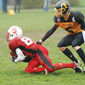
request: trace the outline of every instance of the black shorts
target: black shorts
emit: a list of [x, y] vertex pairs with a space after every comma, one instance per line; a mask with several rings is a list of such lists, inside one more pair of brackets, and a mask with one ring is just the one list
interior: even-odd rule
[[58, 47], [66, 47], [66, 46], [80, 46], [81, 44], [84, 43], [83, 40], [83, 35], [82, 32], [74, 34], [74, 35], [67, 35], [65, 36], [59, 43], [58, 43]]

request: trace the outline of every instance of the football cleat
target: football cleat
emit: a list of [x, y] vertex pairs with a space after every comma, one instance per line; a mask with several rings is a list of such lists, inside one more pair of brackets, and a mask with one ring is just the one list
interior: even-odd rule
[[44, 70], [44, 75], [47, 75], [48, 74], [48, 71], [47, 71], [47, 69], [45, 68], [45, 70]]
[[76, 62], [73, 62], [73, 63], [75, 63], [74, 73], [82, 73], [81, 66], [78, 63], [76, 63]]
[[78, 63], [77, 64], [79, 64], [80, 66], [82, 65], [81, 61], [79, 61], [79, 60], [78, 60]]
[[85, 73], [85, 65], [84, 65], [84, 70], [83, 70], [83, 73]]

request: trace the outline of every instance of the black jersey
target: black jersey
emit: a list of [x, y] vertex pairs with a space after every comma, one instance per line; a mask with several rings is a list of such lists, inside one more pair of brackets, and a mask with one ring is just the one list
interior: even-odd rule
[[69, 12], [67, 19], [63, 17], [58, 18], [55, 15], [53, 20], [56, 25], [66, 30], [69, 34], [79, 33], [85, 29], [84, 15], [79, 11]]

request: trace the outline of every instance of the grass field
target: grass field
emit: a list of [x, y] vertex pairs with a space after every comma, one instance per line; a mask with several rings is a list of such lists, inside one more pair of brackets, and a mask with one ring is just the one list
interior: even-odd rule
[[[85, 9], [72, 9], [81, 11], [85, 14]], [[13, 63], [10, 60], [8, 42], [6, 41], [6, 33], [10, 26], [18, 25], [23, 29], [24, 36], [28, 36], [35, 42], [44, 36], [44, 34], [53, 25], [53, 17], [55, 12], [43, 12], [42, 10], [22, 10], [11, 16], [0, 13], [0, 85], [84, 85], [85, 74], [74, 74], [73, 69], [63, 69], [55, 71], [47, 76], [43, 73], [29, 74], [24, 69], [27, 63]], [[70, 63], [65, 55], [57, 48], [58, 42], [66, 32], [59, 28], [43, 46], [49, 50], [49, 56], [55, 63]], [[81, 46], [85, 50], [85, 44]], [[69, 47], [77, 59], [80, 60], [77, 53]], [[82, 65], [83, 68], [83, 65]]]

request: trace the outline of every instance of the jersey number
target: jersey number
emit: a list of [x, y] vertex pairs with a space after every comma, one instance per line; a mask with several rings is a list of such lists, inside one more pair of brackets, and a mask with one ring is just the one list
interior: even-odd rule
[[31, 45], [33, 41], [27, 37], [21, 38], [21, 41], [24, 42], [26, 45]]

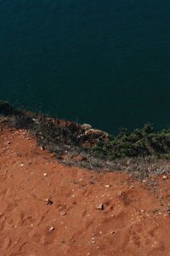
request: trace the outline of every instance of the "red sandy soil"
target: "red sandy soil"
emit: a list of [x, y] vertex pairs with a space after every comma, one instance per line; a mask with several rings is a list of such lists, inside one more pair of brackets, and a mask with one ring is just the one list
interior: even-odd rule
[[170, 255], [169, 188], [167, 175], [63, 166], [28, 131], [3, 127], [0, 255]]

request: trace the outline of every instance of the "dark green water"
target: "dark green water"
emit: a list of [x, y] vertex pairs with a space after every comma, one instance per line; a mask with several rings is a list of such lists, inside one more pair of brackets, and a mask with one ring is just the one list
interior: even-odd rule
[[170, 1], [0, 0], [0, 99], [115, 133], [170, 125]]

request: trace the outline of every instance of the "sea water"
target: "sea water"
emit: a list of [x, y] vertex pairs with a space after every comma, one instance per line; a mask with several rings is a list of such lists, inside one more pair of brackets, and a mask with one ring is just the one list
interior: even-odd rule
[[116, 133], [170, 124], [169, 0], [0, 0], [0, 99]]

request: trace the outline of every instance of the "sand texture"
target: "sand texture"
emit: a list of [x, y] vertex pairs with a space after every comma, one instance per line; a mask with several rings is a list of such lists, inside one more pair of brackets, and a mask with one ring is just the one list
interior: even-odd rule
[[60, 163], [25, 130], [0, 131], [1, 256], [170, 255], [170, 178]]

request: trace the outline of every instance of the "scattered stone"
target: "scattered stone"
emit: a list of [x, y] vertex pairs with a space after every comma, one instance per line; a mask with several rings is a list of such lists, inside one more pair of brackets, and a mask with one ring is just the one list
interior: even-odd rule
[[104, 205], [103, 205], [103, 204], [99, 205], [99, 206], [97, 207], [97, 209], [98, 209], [98, 210], [104, 210]]
[[163, 177], [163, 179], [167, 179], [167, 177], [165, 176], [165, 175], [162, 177]]
[[110, 231], [110, 234], [111, 234], [111, 235], [115, 234], [115, 231]]
[[84, 130], [89, 130], [92, 128], [92, 126], [88, 124], [83, 124], [81, 125], [82, 129], [84, 129]]
[[105, 185], [105, 188], [110, 188], [111, 185]]
[[61, 216], [66, 215], [66, 212], [61, 212], [60, 215], [61, 215]]
[[51, 201], [49, 198], [45, 200], [46, 205], [53, 205], [53, 201]]

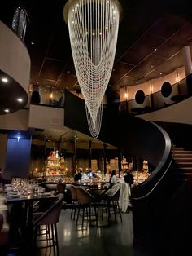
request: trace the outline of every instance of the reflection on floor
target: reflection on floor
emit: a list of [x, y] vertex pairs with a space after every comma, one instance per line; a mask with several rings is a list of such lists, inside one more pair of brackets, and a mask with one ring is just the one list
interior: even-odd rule
[[[70, 210], [63, 210], [58, 223], [59, 256], [121, 256], [133, 255], [132, 213], [122, 214], [105, 227], [91, 227], [85, 222], [81, 227], [70, 218]], [[54, 255], [53, 249], [41, 249], [33, 255]]]

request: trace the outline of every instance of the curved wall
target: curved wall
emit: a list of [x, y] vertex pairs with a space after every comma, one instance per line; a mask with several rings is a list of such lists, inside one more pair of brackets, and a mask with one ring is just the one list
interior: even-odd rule
[[14, 78], [28, 93], [31, 61], [20, 38], [0, 21], [0, 69]]
[[177, 122], [192, 125], [192, 97], [176, 104], [154, 112], [138, 115], [137, 117], [154, 121]]

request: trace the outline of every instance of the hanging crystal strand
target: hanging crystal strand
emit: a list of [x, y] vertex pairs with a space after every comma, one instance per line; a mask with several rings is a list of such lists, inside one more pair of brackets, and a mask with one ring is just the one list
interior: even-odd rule
[[120, 11], [116, 0], [70, 0], [64, 9], [87, 121], [95, 139], [101, 129], [102, 101], [115, 59]]

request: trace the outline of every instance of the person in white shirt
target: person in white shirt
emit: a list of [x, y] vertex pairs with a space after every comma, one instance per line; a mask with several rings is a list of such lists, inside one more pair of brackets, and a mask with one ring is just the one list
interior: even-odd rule
[[109, 179], [110, 187], [112, 188], [114, 185], [117, 184], [118, 180], [116, 178], [116, 170], [113, 170], [111, 171], [111, 177]]

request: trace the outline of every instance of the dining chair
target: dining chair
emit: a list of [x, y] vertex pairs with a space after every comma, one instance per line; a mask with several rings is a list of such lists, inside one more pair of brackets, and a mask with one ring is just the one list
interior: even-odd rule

================

Render every line of the items above as a Markdown table with the columns Row and Item line, numbering the rows and omitting blank lines. Leave the pictures out.

| Row | Item line |
|---|---|
| 1 | request: trace the outline of every instance of the black shorts |
| 2 | target: black shorts |
| 3 | emit: a list of [x, y] vertex pairs with a space after every comma, one instance per line; a mask with several rings is a list of such lists, inside one more pair of brackets, and a mask with one ring is just the one list |
| 4 | interior: even-odd rule |
| 5 | [[58, 47], [66, 47], [66, 46], [80, 46], [81, 44], [84, 43], [83, 40], [83, 35], [82, 32], [74, 34], [74, 35], [67, 35], [65, 36], [59, 43], [58, 43]] |
| 6 | request: trace the outline of every instance of the football cleat |
| 7 | target: football cleat |
| 8 | emit: a list of [x, y] vertex pairs with a space after every comma, one instance per line; a mask with several rings is a list of such lists, inside one more pair of brackets, and a mask with one ring is just the one list |
| 9 | interior: even-odd rule |
| 10 | [[44, 70], [44, 75], [47, 75], [48, 74], [48, 71], [47, 71], [47, 69], [45, 68], [45, 70]] |
| 11 | [[76, 62], [73, 62], [73, 63], [75, 63], [74, 73], [82, 73], [81, 66], [78, 63], [76, 63]] |
| 12 | [[78, 63], [77, 64], [79, 64], [80, 66], [82, 65], [81, 61], [79, 61], [79, 60], [78, 60]] |
| 13 | [[85, 73], [85, 65], [84, 65], [84, 70], [83, 70], [83, 73]] |
| 14 | request: trace the outline of every instance of the black jersey |
| 15 | target: black jersey |
| 16 | emit: a list of [x, y] vertex pairs with a space after every comma, one instance per line; a mask with several rings is a list of such lists, inside one more pair of brackets, and a mask with one ring is just the one list |
| 17 | interior: even-odd rule |
| 18 | [[69, 12], [67, 19], [63, 17], [58, 18], [55, 15], [53, 20], [56, 25], [66, 30], [69, 34], [79, 33], [85, 29], [84, 15], [79, 11]] |
| 19 | request: trace the outline of every instance of the grass field |
| 20 | target: grass field |
| 21 | emit: a list of [x, y] vertex pairs with a space after every comma, one instance per line; a mask with several rings is a list of such lists, inside one more pair of brackets, and a mask with one ring is just the one list |
| 22 | interior: even-odd rule |
| 23 | [[[85, 9], [72, 9], [81, 11], [85, 14]], [[13, 63], [10, 60], [8, 42], [6, 41], [6, 33], [10, 26], [18, 25], [23, 29], [24, 36], [28, 36], [35, 42], [44, 36], [44, 34], [53, 25], [53, 17], [55, 12], [43, 12], [42, 10], [22, 10], [11, 16], [0, 13], [0, 85], [84, 85], [85, 74], [74, 74], [73, 69], [63, 69], [55, 71], [47, 76], [43, 73], [29, 74], [24, 69], [27, 63]], [[70, 63], [65, 55], [57, 48], [58, 42], [66, 32], [59, 28], [43, 46], [49, 50], [49, 56], [55, 63]], [[81, 46], [85, 50], [85, 44]], [[69, 47], [77, 59], [80, 60], [77, 53]], [[82, 65], [83, 68], [83, 65]]] |
| 24 | request: trace the outline of every instance of the jersey number |
| 25 | target: jersey number |
| 26 | emit: a list of [x, y] vertex pairs with a space after every comma, one instance per line; a mask with several rings is a list of such lists, inside one more pair of brackets, and a mask with one ring is just the one list |
| 27 | interior: even-odd rule |
| 28 | [[31, 45], [33, 41], [27, 37], [21, 38], [21, 41], [24, 42], [26, 45]] |
| 29 | request: trace the outline of every instance of the "red sandy soil" |
| 30 | target: "red sandy soil" |
| 31 | emit: a list of [x, y] vertex pairs with a space after every comma, one instance per line; a mask with several rings is a list of such lists, inside one more pair of brackets, and a mask with one ring is just the one list |
| 32 | interior: even-odd rule |
| 33 | [[170, 255], [169, 188], [167, 175], [63, 166], [28, 131], [3, 127], [0, 255]] |
| 34 | request: trace the outline of every instance of the "dark green water" |
| 35 | target: "dark green water" |
| 36 | emit: a list of [x, y] vertex pairs with a space after every comma, one instance per line; a mask with several rings is a list of such lists, inside one more pair of brackets, and a mask with one ring is just the one list |
| 37 | interior: even-odd rule |
| 38 | [[170, 1], [0, 0], [0, 99], [115, 133], [170, 125]] |
| 39 | request: trace the outline of every instance of the "sea water" |
| 40 | target: "sea water" |
| 41 | emit: a list of [x, y] vertex pairs with a space after every comma, one instance per line; a mask with several rings is a list of such lists, inside one more pair of brackets, and a mask with one ring is just the one list |
| 42 | interior: even-odd rule |
| 43 | [[116, 133], [170, 124], [169, 0], [0, 0], [0, 99]] |
| 44 | request: trace the outline of every instance of the "sand texture" |
| 45 | target: "sand texture" |
| 46 | emit: a list of [x, y] vertex pairs with a space after every comma, one instance per line; a mask with several rings is a list of such lists, inside one more pair of brackets, and a mask with one ring is just the one list |
| 47 | interior: even-odd rule |
| 48 | [[60, 163], [25, 130], [0, 131], [1, 256], [170, 255], [170, 178]] |
| 49 | request: trace the outline of every instance of the "scattered stone" |
| 50 | target: "scattered stone" |
| 51 | emit: a list of [x, y] vertex pairs with a space after every comma, one instance per line; a mask with several rings is a list of such lists, inside one more pair of brackets, and a mask with one ring is just the one list |
| 52 | interior: even-odd rule |
| 53 | [[104, 205], [103, 205], [103, 204], [99, 205], [99, 206], [97, 207], [97, 209], [98, 209], [98, 210], [104, 210]] |
| 54 | [[163, 177], [163, 179], [167, 179], [167, 177], [165, 176], [165, 175], [162, 177]] |
| 55 | [[110, 231], [110, 234], [111, 234], [111, 235], [115, 234], [115, 231]] |
| 56 | [[84, 130], [89, 130], [92, 128], [92, 126], [88, 124], [83, 124], [81, 125], [82, 129], [84, 129]] |
| 57 | [[105, 185], [105, 188], [110, 188], [111, 185]] |
| 58 | [[61, 216], [66, 215], [66, 212], [61, 212], [60, 215], [61, 215]] |
| 59 | [[51, 201], [49, 198], [45, 200], [46, 205], [53, 205], [53, 201]] |
| 60 | request: trace the outline of every instance of the reflection on floor |
| 61 | target: reflection on floor |
| 62 | emit: a list of [x, y] vertex pairs with a space after every comma, one instance per line; a mask with several rings is a list of such lists, inside one more pair of brackets, and a mask with one ring is just the one list |
| 63 | interior: even-odd rule |
| 64 | [[[70, 210], [63, 210], [58, 223], [59, 256], [121, 256], [133, 255], [132, 213], [122, 214], [105, 227], [91, 227], [85, 222], [81, 227], [70, 218]], [[54, 255], [53, 249], [41, 249], [33, 255]]] |
| 65 | request: trace the outline of every instance of the curved wall |
| 66 | target: curved wall |
| 67 | emit: a list of [x, y] vertex pairs with a space after every comma, one instance per line; a mask with several rings is a list of such lists, inside one more pair of brackets, and a mask with one ring is just the one list |
| 68 | interior: even-odd rule |
| 69 | [[14, 78], [28, 93], [31, 61], [20, 38], [0, 21], [0, 69]] |
| 70 | [[177, 122], [192, 125], [192, 97], [176, 104], [154, 112], [138, 115], [137, 117], [154, 121]] |
| 71 | request: trace the outline of every instance of the hanging crystal strand |
| 72 | target: hanging crystal strand |
| 73 | emit: a list of [x, y] vertex pairs with a space after every comma, one instance per line; a mask with several rings is a list of such lists, inside one more pair of brackets, and a mask with one ring is just the one list |
| 74 | interior: even-odd rule |
| 75 | [[120, 11], [116, 0], [70, 0], [64, 9], [87, 121], [95, 139], [101, 129], [102, 101], [115, 59]] |
| 76 | request: trace the outline of every instance of the person in white shirt |
| 77 | target: person in white shirt |
| 78 | emit: a list of [x, y] vertex pairs with a space after every comma, one instance per line; a mask with several rings is a list of such lists, inside one more pair of brackets, and a mask with one ring is just the one list |
| 79 | interior: even-odd rule |
| 80 | [[109, 179], [110, 187], [112, 188], [114, 185], [117, 184], [118, 180], [116, 178], [116, 170], [113, 170], [111, 171], [111, 177]] |
| 81 | request: trace the outline of every instance of the dining chair |
| 82 | target: dining chair |
| 83 | emit: a list of [x, y] vertex pairs with a space after every comma, one instance per line; a mask with several rings is a list of such lists, inside one more pair of brackets, and a mask with one ring is just the one list |
| 84 | interior: even-odd rule |